* [TASK TO COMPLETE]: Put every line of the entries below into a single numbered list. Skip blank lines and leave out the pictures.
━━━━
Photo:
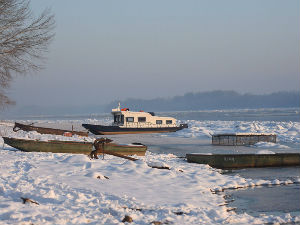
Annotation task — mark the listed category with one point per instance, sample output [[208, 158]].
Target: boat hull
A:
[[231, 161], [72, 147], [111, 130], [44, 130]]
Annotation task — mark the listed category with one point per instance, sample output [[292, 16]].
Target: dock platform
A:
[[239, 139]]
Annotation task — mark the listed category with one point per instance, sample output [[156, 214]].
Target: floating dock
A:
[[231, 161], [238, 139]]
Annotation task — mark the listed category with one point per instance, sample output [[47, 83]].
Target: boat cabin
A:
[[126, 118]]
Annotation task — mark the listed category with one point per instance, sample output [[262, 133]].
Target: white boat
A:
[[129, 122]]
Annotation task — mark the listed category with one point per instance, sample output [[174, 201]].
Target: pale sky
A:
[[108, 50]]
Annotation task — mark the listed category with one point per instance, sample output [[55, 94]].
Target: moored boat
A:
[[45, 130], [75, 147], [130, 122], [230, 161]]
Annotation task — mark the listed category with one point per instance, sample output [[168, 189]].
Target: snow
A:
[[73, 189]]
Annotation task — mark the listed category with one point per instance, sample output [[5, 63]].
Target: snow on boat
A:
[[76, 147], [45, 130], [129, 122], [229, 161]]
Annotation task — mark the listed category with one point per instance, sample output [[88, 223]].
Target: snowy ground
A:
[[72, 189]]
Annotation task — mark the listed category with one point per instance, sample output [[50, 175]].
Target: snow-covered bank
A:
[[72, 189]]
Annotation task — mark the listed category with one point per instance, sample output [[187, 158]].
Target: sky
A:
[[114, 50]]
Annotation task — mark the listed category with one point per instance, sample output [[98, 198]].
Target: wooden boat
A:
[[73, 147], [230, 161], [44, 130], [129, 122]]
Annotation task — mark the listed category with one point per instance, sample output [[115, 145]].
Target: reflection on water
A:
[[275, 200]]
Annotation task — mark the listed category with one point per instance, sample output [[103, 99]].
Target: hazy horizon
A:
[[107, 50]]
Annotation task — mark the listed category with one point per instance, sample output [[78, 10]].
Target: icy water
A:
[[272, 200], [275, 200]]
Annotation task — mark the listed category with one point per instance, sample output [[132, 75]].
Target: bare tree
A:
[[23, 41]]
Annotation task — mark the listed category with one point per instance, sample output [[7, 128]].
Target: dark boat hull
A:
[[72, 147], [111, 130], [231, 161], [44, 130]]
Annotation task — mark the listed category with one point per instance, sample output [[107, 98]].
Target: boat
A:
[[232, 161], [75, 147], [45, 130], [130, 122]]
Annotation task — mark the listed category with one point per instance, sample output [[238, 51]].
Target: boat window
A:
[[158, 121], [142, 119], [168, 121], [129, 119], [118, 119]]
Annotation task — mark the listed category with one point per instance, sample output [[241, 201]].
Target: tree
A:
[[23, 41]]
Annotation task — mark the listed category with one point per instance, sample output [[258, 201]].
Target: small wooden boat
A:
[[73, 147], [44, 130], [230, 161]]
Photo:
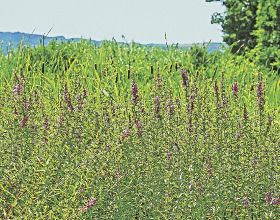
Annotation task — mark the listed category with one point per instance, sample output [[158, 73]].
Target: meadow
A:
[[122, 131]]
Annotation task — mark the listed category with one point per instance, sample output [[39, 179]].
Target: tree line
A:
[[252, 26]]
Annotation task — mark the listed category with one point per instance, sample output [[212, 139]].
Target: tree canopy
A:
[[252, 25]]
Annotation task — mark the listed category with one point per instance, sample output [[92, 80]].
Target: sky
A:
[[143, 21]]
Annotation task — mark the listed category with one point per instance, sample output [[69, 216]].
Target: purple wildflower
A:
[[235, 89], [134, 93], [68, 100], [88, 204], [171, 107], [185, 78], [23, 121], [157, 105], [246, 202], [271, 200], [18, 89], [260, 94]]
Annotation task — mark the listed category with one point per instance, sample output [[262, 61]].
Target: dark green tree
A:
[[268, 33], [238, 23]]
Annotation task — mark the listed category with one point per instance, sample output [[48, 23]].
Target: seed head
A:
[[88, 204], [134, 93], [157, 105], [18, 89], [260, 94], [185, 78], [235, 89]]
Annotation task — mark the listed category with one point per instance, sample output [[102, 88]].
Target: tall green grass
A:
[[129, 132]]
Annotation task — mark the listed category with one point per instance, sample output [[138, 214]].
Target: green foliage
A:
[[268, 33], [238, 23], [131, 132]]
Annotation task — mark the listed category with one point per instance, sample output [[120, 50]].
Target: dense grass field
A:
[[129, 132]]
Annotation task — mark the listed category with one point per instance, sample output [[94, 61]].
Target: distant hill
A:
[[13, 39]]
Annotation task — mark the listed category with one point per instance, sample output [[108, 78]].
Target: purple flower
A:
[[18, 89], [68, 100], [235, 89], [171, 107], [271, 200], [185, 78], [157, 105], [246, 202], [134, 93], [260, 94], [23, 121], [88, 204]]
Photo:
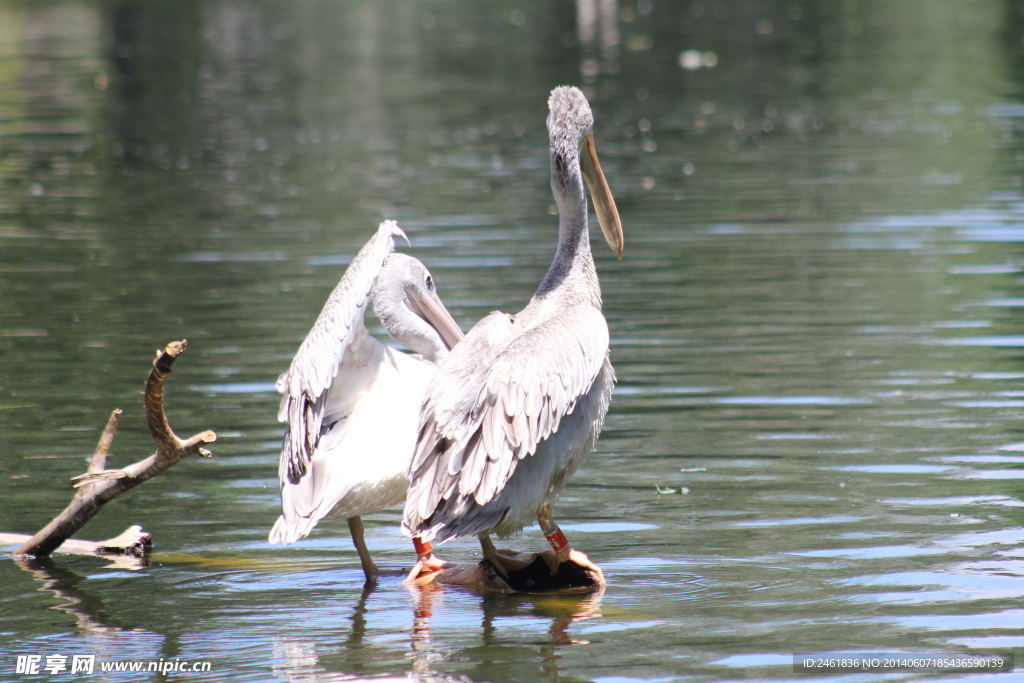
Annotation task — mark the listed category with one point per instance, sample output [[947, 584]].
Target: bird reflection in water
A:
[[297, 659]]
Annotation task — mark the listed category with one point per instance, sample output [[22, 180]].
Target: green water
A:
[[816, 324]]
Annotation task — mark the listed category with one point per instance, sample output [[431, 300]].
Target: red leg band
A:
[[557, 540], [421, 547]]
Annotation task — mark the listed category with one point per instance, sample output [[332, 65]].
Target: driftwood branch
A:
[[99, 485]]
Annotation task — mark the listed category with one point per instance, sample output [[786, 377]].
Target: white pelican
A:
[[351, 403], [514, 409]]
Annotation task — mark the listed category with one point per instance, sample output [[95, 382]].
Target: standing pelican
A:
[[514, 409], [351, 403]]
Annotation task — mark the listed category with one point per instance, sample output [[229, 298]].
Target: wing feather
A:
[[493, 400], [314, 367]]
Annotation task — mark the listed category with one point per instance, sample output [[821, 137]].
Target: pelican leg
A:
[[554, 536], [355, 528], [426, 564]]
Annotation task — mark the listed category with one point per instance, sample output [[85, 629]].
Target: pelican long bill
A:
[[604, 204], [430, 308]]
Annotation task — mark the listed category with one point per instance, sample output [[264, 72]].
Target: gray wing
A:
[[493, 400], [315, 365]]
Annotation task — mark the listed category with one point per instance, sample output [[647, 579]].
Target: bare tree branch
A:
[[98, 485]]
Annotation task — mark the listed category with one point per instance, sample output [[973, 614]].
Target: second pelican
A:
[[351, 403], [514, 409]]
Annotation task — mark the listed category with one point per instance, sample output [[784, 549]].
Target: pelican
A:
[[350, 403], [514, 409]]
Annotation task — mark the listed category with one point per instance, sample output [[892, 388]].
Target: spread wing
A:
[[494, 399], [315, 366]]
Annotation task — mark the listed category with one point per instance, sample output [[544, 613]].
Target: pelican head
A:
[[407, 303], [570, 129]]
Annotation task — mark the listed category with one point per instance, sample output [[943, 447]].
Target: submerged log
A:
[[99, 485]]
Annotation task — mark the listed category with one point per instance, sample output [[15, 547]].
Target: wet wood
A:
[[99, 485]]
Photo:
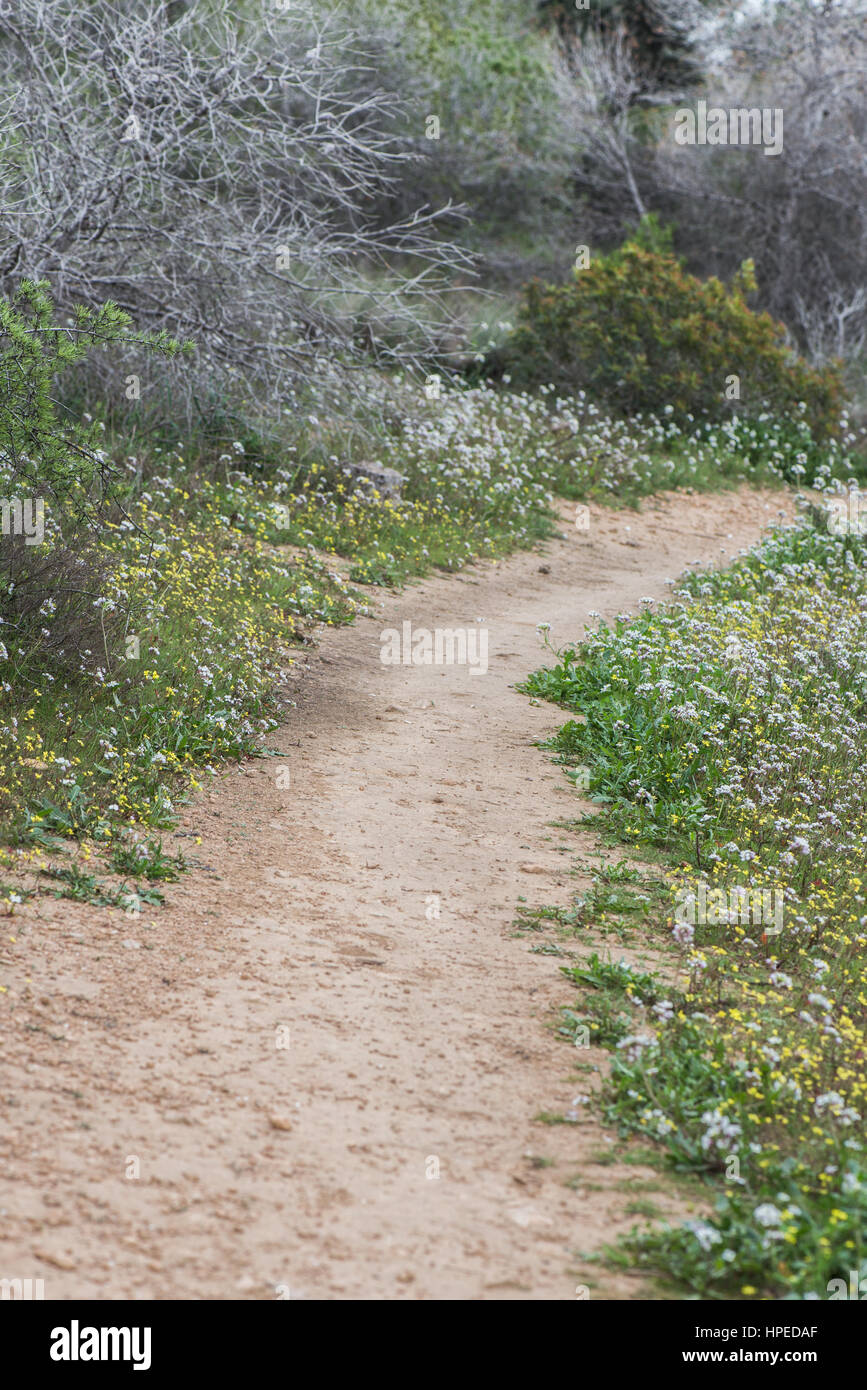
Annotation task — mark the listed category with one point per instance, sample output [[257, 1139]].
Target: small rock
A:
[[373, 476]]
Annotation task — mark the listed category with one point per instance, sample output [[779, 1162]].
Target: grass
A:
[[727, 734]]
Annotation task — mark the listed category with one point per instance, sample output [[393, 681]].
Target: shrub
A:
[[56, 481], [637, 331]]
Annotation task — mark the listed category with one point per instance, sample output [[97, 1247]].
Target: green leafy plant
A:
[[639, 332]]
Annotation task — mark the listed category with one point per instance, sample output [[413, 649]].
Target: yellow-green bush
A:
[[638, 332]]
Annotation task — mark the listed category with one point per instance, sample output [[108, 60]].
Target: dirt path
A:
[[416, 1041]]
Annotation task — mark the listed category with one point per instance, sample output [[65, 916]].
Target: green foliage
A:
[[637, 331], [39, 455], [728, 729], [660, 46]]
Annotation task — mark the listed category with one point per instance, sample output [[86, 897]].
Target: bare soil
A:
[[293, 1048]]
━━━━
* [OUTPUT OF THE EXERCISE]:
1. Photo:
2. Annotation task — mark the listed category with one point per instance, sample output [[208, 158]].
3. Target: boat hull
4. A:
5. [[231, 161], [72, 147], [111, 130], [44, 130]]
6. Annotation task — mark the listed category with one point per instance, sample output [[292, 16]].
7. Target: dock platform
8. A:
9. [[239, 139]]
10. Annotation task — mark the listed category with one point per instance, sample output [[156, 214]].
11. Target: floating dock
12. A:
13. [[231, 161], [238, 139]]
14. Annotation task — mark the listed category with one point per instance, sample output [[47, 83]].
15. Target: boat cabin
16. A:
17. [[126, 118]]
18. Annotation task — mark the listed category with one point per instance, sample output [[262, 133]].
19. Target: white boat
20. A:
21. [[129, 122]]
22. Annotation task — mark the listed category with one point per instance, sample output [[174, 201]].
23. Target: pale sky
24. A:
25. [[108, 50]]
26. Annotation task — mark the listed category with one point per instance, sample output [[55, 94]].
27. Target: moored boat
28. A:
29. [[45, 130], [75, 147], [130, 122], [230, 161]]
30. Annotation task — mark the listed category with one point per instance, sample output [[168, 189]].
31. Target: snow
32. A:
33. [[73, 189]]
34. Annotation task — mark the listed category with one point per instance, sample output [[5, 63]].
35. Target: snow on boat
36. A:
37. [[76, 147], [45, 130], [129, 122], [229, 161]]
38. Annotation task — mark the listed category with one point per instance, sample output [[88, 223]].
39. Target: snowy ground
40. A:
41. [[72, 189]]
42. Annotation task — mark the listed category with one point per instance, sample output [[50, 175]].
43. Target: snow-covered bank
44. A:
45. [[72, 189]]
46. Annotation task — mark the listed category with one point per instance, sample output [[187, 158]].
47. Target: sky
48. A:
49. [[114, 50]]
50. Annotation task — mark the listed category with one point per instance, sample output [[98, 198]].
51. Target: wooden boat
52. A:
53. [[73, 147], [230, 161], [44, 130], [129, 122]]
54. Annotation task — mark the listed category with one point per instance, sample output [[115, 145]].
55. Target: reflection on water
56. A:
57. [[275, 200]]
58. Annotation task — mark the listed category with one point per instance, sample output [[103, 99]].
59. Target: hazy horizon
60. A:
61. [[107, 50]]
62. Annotation task — mark the listed category with one point per instance, sample output [[78, 10]].
63. Target: icy water
64. A:
65. [[272, 200], [275, 200]]
66. Annotation task — mark the listed category with one point per instance, sample output [[132, 75]].
67. Target: bare tree
68. A:
69. [[23, 41]]
70. Annotation task — mark the listed category with one point per instance, sample output [[7, 128]].
71. Target: dark boat hull
72. A:
73. [[72, 147], [111, 130], [231, 161], [44, 130]]
74. Annotation task — mark the listed category with one point per instance, sample output [[107, 98]].
75. Target: boat
76. A:
77. [[232, 161], [75, 147], [45, 130], [130, 122]]
78. Annotation task — mark the listed category with one point per instance, sample output [[238, 51]].
79. Target: boat window
80. A:
81. [[158, 121], [142, 119], [168, 121], [129, 119], [118, 119]]
82. Annotation task — mark the listed category with one point per instance, sample output [[241, 201]].
83. Target: tree
84. A:
85. [[23, 41]]
86. Annotation task — mark the listed category with one point per instance, sample output [[258, 201]].
87. Target: small wooden boat
88. A:
89. [[73, 147], [44, 130], [230, 161]]
90. Photo:
91. Annotation task — mark the listed category with one point per instance, sample output [[158, 73]].
92. Target: meadow
93. A:
94. [[122, 131]]
95. Annotation task — mark the listed category with one point per instance, sample output [[39, 179]].
96. Target: tree line
97. A:
98. [[252, 26]]
99. Annotation task — mark the listed category with one point per instance, sample output [[212, 139]].
100. Target: tree canopy
101. A:
102. [[252, 25]]
103. Annotation task — mark the listed category with one point per instance, sample output [[92, 80]].
104. Target: sky
105. A:
106. [[143, 21]]
107. Annotation task — mark the listed category with one point per instance, sample output [[69, 216]].
108. Target: purple wildflower
109. A:
110. [[235, 89], [134, 93], [68, 100], [88, 204], [171, 107], [185, 78], [23, 121], [157, 105], [246, 202], [271, 200], [18, 89], [260, 94]]
111. Annotation task — mark the listed category with one point per instance, sample output [[262, 61]].
112. Target: dark green tree
113. A:
114. [[268, 33], [238, 23]]
115. Annotation task — mark the listed category with one point per instance, sample output [[48, 23]].
116. Target: seed head
117. A:
118. [[88, 204], [134, 93], [157, 105], [18, 89], [260, 94], [185, 78], [235, 89]]
119. Annotation task — mark the listed category with one point per instance, sample output [[102, 88]].
120. Target: tall green grass
121. A:
122. [[129, 132]]
123. Annotation task — mark the listed category with one point per instance, sample output [[138, 214]].
124. Target: green foliage
125. A:
126. [[268, 33], [238, 23], [131, 132]]
127. Annotation task — mark the listed category with one point per instance, sample output [[120, 50]].
128. Target: dense grass field
129. A:
130. [[129, 132]]
131. Annotation task — mark the listed category with one point per instance, sample output [[94, 61]].
132. Target: distant hill
133. A:
134. [[13, 39]]
135. Annotation task — mark the listed category with one point per instance, sample output [[108, 78]].
136. Target: purple flower
137. A:
138. [[18, 89], [68, 100], [235, 89], [171, 107], [271, 200], [185, 78], [157, 105], [246, 202], [134, 93], [260, 94], [23, 121], [88, 204]]
139. Photo:
140. Annotation task — mark the listed category with one point per instance, sample output [[947, 584]].
141. Target: bird reflection in water
142. A:
143. [[297, 659]]
144. Annotation task — mark the listed category with one point per instance, sample output [[22, 180]].
145. Target: green water
146. A:
147. [[816, 324]]
148. Annotation task — mark the listed category with one point per instance, sample output [[431, 300]].
149. Target: red leg band
150. A:
151. [[557, 540], [421, 547]]
152. Annotation task — mark the listed category with one point per instance, sample output [[332, 65]].
153. Target: driftwood branch
154. A:
155. [[99, 485]]
156. Annotation task — mark the listed category with one point per instance, sample output [[786, 377]].
157. Target: white pelican
158. A:
159. [[351, 403], [514, 409]]
160. Annotation task — mark the listed category with one point per instance, sample output [[95, 382]].
161. Target: standing pelican
162. A:
163. [[514, 409], [351, 403]]
164. Annotation task — mark the listed category with one point per instance, sample output [[229, 298]].
165. Target: wing feather
166. A:
167. [[493, 400], [314, 367]]
168. Annotation task — mark the listed category with one point per instance, sample output [[821, 137]].
169. Target: pelican leg
170. A:
171. [[554, 536], [355, 528], [426, 564]]
172. Annotation task — mark the listed category with one point per instance, sample output [[85, 629]].
173. Target: pelican long bill
174. A:
175. [[604, 204], [430, 308]]
176. Annotation task — mark the listed category with one point per instance, sample output [[264, 72]].
177. Target: gray wing
178. A:
179. [[493, 400], [315, 365]]
180. Annotation task — mark the listed category with one point per instance, sample output [[647, 579]].
181. Target: bare tree branch
182. A:
183. [[98, 485]]
184. Annotation task — mark the listed category with one point per instance, sample output [[973, 614]].
185. Target: second pelican
186. A:
187. [[351, 403], [514, 409]]
188. Annotation task — mark the listed category with one point per instance, sample output [[784, 549]].
189. Target: pelican
190. A:
191. [[350, 403], [514, 409]]
192. Annotation task — mark the listed category with one point per instance, sample output [[892, 388]].
193. Target: spread wing
194. A:
195. [[494, 399], [315, 366]]
196. Annotation task — mark the listed category with one point per instance, sample output [[544, 613]].
197. Target: pelican head
198. A:
199. [[407, 303], [570, 129]]
200. Annotation task — mark the listed category with one point per instance, sample output [[943, 447]].
201. Target: submerged log
202. A:
203. [[99, 485]]
204. Annotation task — mark the listed category with one point per instance, sample output [[15, 547]].
205. Target: wet wood
206. A:
207. [[99, 485]]
208. Photo:
209. Annotation task — mark the listed category with one point per instance, sample output [[257, 1139]].
210. Target: small rock
211. A:
212. [[373, 476]]
213. Annotation task — mark the listed category with one point per instance, sample output [[779, 1162]].
214. Target: grass
215. A:
216. [[727, 734]]
217. Annotation task — mark the listed category with one point per instance, sample output [[393, 681]].
218. Target: shrub
219. A:
220. [[56, 481], [637, 331]]
221. Annotation task — mark the listed category with one point per instance, sample output [[97, 1247]].
222. Target: green leafy plant
223. A:
224. [[639, 332]]
225. Annotation task — mark the listed category with one point per instance, sample output [[413, 649]].
226. Target: yellow-green bush
227. A:
228. [[638, 332]]
229. Annotation task — mark the listed category with one point per instance, sample output [[108, 60]].
230. Target: dirt path
231. A:
232. [[416, 1041]]
233. Annotation task — mark the listed category with one point per instance, sample output [[65, 916]].
234. Target: green foliage
235. A:
236. [[637, 331], [39, 455], [728, 729], [660, 46]]
237. Annotation task — mark the listed category with one point per instance, sample output [[86, 897]].
238. Target: bare soil
239. A:
240. [[293, 1048]]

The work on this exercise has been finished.